▶ **Exercise requirements**: Pick up the article below about Verdin's firm and its new office after its last sentence and keep writing it.
# START OF Selection
She owns Verdin Marketing Ink, a public relations firm in San Luis Obispo.
At the time, Verdin was looking for childcare for her soon-to-be-born son, Alden. She hoped for space with the same in-home provider who watched her first son, AJ.
“Having children was one key factor in my deciding to start my own business,” Verdin said. “Having the flexibility to participate in my child’s life was important to me, and I felt I could best do this as my own boss.”
What she says now:
When Verdin Marketing purchased its new office on Tank Farm Road last year, the owner made sure to have architect Greg Wynn design a space in her office for the kids.
This makes it easier when she needs to bring one or both of her sons to work in the morning or on weekends.
“I’m really proud of it,” she said. “When we give tours of the space, I always point out the kid area.”
Verdin’s firm opens at 8 a.m., but she can’t take Alden to daycare until 8:30. Now 2, he’s learned to eat breakfast at his fold-down table in her office while she checks e-mail. His daycare is five minutes away.
Verdin’s nine employees moved into the 2,750-square-foot space in July 2009. Build-out for the “condo-style” office shell was about $100,000.
Her favorite feature is the 13-by-23-foot conference room. The glass walls roll up to open the space to the rest of the office.
# END OF Selection
# START OF Data block
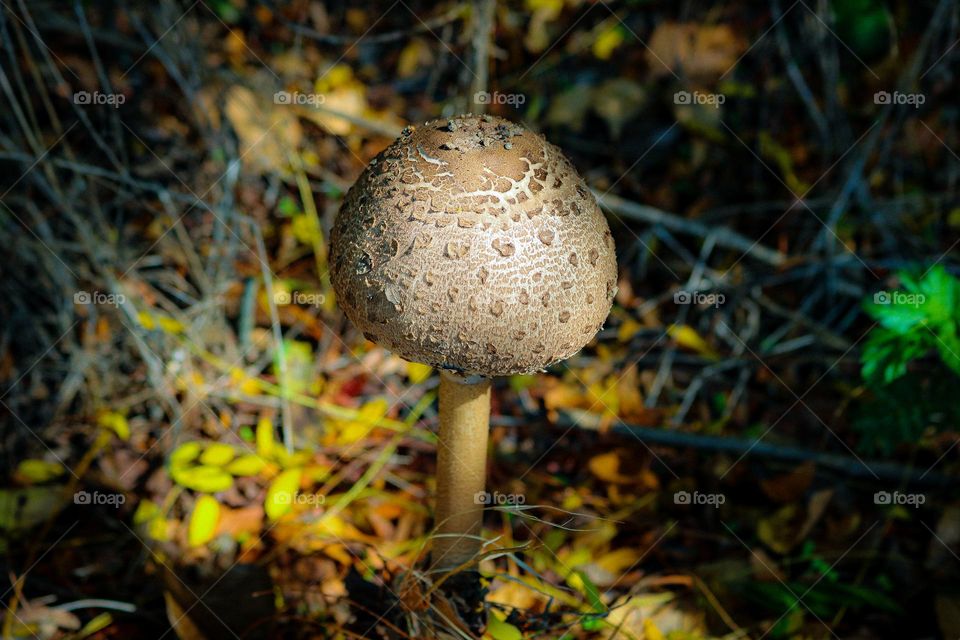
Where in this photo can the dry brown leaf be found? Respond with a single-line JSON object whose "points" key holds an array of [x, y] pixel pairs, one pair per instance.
{"points": [[268, 132], [789, 487], [693, 50]]}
# END OF Data block
▶ **The answer**:
As an employer, Verdin said her own family’s needs have made her more flexible about accommodating requests from employees to support their family situations.
In one case, a mother brings her children to work part of the day for a few weeks of the year. In another, Verdin agreed to an adjusted workweek for an employee because his partner lives in Fresno.
She sees such flexibility as part of a strategy for employee retention.
“In this area, we don’t pay as much. An ad agency in L.A. would pay a lot more,” Verdin said. “We look for other benefits. One of our main four goals is to make this a great place to work.”
But she also cautions employers be realistic about the ramifications of agreements before making them.
“Whatever I offer one employee has to be available to any employee,” Verdin added. “Think down the line to where you think you’ll be in the future, just to make sure it works for all current and future employees, and makes business sense.”